Exercise
Please reproduce every one of the entries below word for word, omitting the pictures and changing nothing else.

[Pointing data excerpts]
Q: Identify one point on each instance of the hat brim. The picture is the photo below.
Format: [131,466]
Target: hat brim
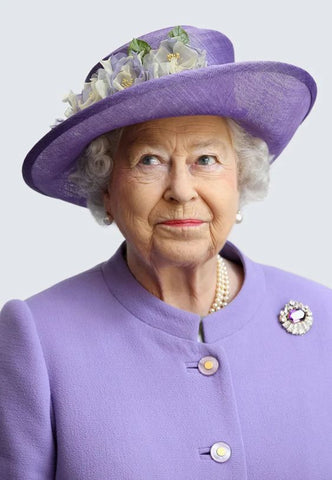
[269,99]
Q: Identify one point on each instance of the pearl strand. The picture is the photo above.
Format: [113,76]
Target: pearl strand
[222,288]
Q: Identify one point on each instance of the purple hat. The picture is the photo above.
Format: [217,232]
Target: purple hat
[167,73]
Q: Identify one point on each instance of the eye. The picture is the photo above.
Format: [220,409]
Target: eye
[207,160]
[149,160]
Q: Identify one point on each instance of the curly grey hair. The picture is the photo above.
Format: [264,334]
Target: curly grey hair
[94,167]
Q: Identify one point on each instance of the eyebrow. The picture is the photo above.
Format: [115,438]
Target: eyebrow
[207,143]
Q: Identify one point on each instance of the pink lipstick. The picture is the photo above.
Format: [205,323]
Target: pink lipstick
[188,222]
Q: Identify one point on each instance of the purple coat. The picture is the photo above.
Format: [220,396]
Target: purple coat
[101,380]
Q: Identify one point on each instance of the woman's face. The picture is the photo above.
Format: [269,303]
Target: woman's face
[173,191]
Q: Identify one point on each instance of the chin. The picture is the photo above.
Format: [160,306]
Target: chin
[183,252]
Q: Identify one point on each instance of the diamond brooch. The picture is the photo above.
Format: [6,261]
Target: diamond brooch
[296,318]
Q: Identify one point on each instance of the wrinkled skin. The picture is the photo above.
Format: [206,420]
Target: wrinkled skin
[176,168]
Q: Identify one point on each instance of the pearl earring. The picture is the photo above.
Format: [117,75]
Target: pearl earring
[107,220]
[238,217]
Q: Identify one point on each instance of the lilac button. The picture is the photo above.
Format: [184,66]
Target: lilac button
[208,365]
[220,452]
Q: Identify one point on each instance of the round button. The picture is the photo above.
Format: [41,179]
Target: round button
[220,452]
[208,365]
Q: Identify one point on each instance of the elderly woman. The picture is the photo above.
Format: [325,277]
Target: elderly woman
[179,357]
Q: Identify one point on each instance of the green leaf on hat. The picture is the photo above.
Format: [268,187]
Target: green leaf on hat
[179,32]
[138,46]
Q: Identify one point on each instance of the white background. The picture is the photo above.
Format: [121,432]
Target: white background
[49,47]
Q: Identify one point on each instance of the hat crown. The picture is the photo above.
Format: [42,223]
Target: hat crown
[219,49]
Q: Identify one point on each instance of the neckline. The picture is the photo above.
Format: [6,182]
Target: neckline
[180,323]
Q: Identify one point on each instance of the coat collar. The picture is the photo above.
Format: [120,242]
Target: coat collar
[158,314]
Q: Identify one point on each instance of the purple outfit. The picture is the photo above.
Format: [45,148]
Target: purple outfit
[101,380]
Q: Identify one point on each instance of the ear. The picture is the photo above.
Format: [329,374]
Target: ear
[107,204]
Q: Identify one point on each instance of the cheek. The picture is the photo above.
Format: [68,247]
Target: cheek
[132,200]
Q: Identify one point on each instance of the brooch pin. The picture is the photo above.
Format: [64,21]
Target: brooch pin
[296,318]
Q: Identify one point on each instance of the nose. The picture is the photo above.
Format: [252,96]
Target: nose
[181,184]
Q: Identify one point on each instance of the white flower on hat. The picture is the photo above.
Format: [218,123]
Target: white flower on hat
[121,71]
[173,56]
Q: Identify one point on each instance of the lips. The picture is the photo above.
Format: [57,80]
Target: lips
[187,222]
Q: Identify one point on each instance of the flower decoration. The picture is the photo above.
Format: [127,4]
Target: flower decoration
[142,63]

Reply to the task
Q: Identify one point on each instance of the hat brim. The picture is the photo below.
Format: [131,466]
Target: hat brim
[269,99]
Q: Identify one point on each instance of the pearl strand. The picture is the photo above.
Format: [113,76]
Target: pearl strand
[222,288]
Q: Identify one point on each instance of the purple hat. The picture is the photo above.
Format: [217,232]
Target: purple hat
[167,73]
Q: Identify one point on each instance of the eye. The picture is the photo above.
Format: [220,409]
Target: eye
[207,160]
[149,160]
Q: Identify one point on each instance of the curly grey hair. The picture is the photo above.
Format: [264,334]
Target: curly grey hair
[94,167]
Q: Identify one point on each instance of the eyebrow. The picture is the photo above.
Format: [115,438]
Target: eyebrow
[207,143]
Q: Identify one point on each instance of the pink lipstick. The picture is the photo above.
Format: [205,323]
Target: pink lipstick
[188,222]
Q: Identify one point on each instance of the purple coat. The picture is the photo above.
Format: [220,396]
Target: purple coat
[101,380]
Q: Identify one point on each instance of the woman's face. The picture is the photo above.
Format: [269,303]
Target: woman's face
[173,191]
Q: Identify one point on each instance of the chin. The picture is the photo above.
Format: [160,306]
Target: chin
[183,252]
Q: Identify one point on each instance of the diamond brooch. The picture is the photo above.
Format: [6,261]
Target: diamond brooch
[296,318]
Q: Identify one point on each instance of the wrinkled skin. The picture is the photo above.
Format: [206,420]
Target: wrinkled skin
[176,168]
Q: Identify one point on each instance of the pearl earring. The picture is the photo above.
Format: [117,75]
Target: pearl earring
[107,220]
[238,217]
Q: Identify one point on each instance of the lilac button. The picture is the photo above.
Format: [184,66]
Target: lilac button
[208,365]
[220,452]
Q: Identify one point on each instance of the round button. The picture is the photo above.
Format: [41,179]
Target: round button
[220,452]
[208,365]
Q: Identify one point on each instance of the elderly woman. The picture is the photo above.
Format: [325,277]
Target: elderly woman
[179,357]
Q: Identify one point on each instance of the green leaf on hat. The picture is the photo above.
Format: [268,187]
Target: green leaf on hat
[179,32]
[138,46]
Q: Identify one point on each instance of the white background. The picture is the photo above.
Format: [121,432]
Target: white background
[49,47]
Q: Identify one point on each instance of the hat crown. The picture is the photo above.
Format: [42,223]
Target: hat crown
[219,49]
Q: Identify one point on each instance of the neckline. The picture is the photo above.
Format: [6,182]
Target: neckline
[180,323]
Q: Identify one point on each instance of the coat collar. The picture is the photo above.
Format: [120,242]
Target: coat collar
[158,314]
Q: Identify one point on each instance of the purple outfit. The picture is the photo above.
Format: [45,148]
Target: purple outfit
[101,380]
Q: Identify one point on each instance of the ear. The picture is the photo above.
Format: [329,374]
Target: ear
[107,204]
Q: Identify one point on each instance of the cheek. The picture is the photo above.
Format: [68,247]
Target: cheek
[132,200]
Q: Identify one point on each instance of the brooch pin. The picture is the photo above.
Format: [64,21]
Target: brooch pin
[296,318]
Q: Identify one point on each instance of the nose. The picture is the photo above.
Format: [252,96]
Target: nose
[181,184]
Q: Identify one point on each instance of the white flower on hat. The picture is the photo above.
Format: [218,123]
Target: white flower on hat
[121,71]
[173,56]
Q: Identify one point on each instance of the lips. The picture is the photo above.
Format: [57,80]
Target: lips
[187,222]
Q: Identify one point on each instance of the flower decoration. The picture is the photo above.
Format: [127,4]
Target: flower decoration
[142,63]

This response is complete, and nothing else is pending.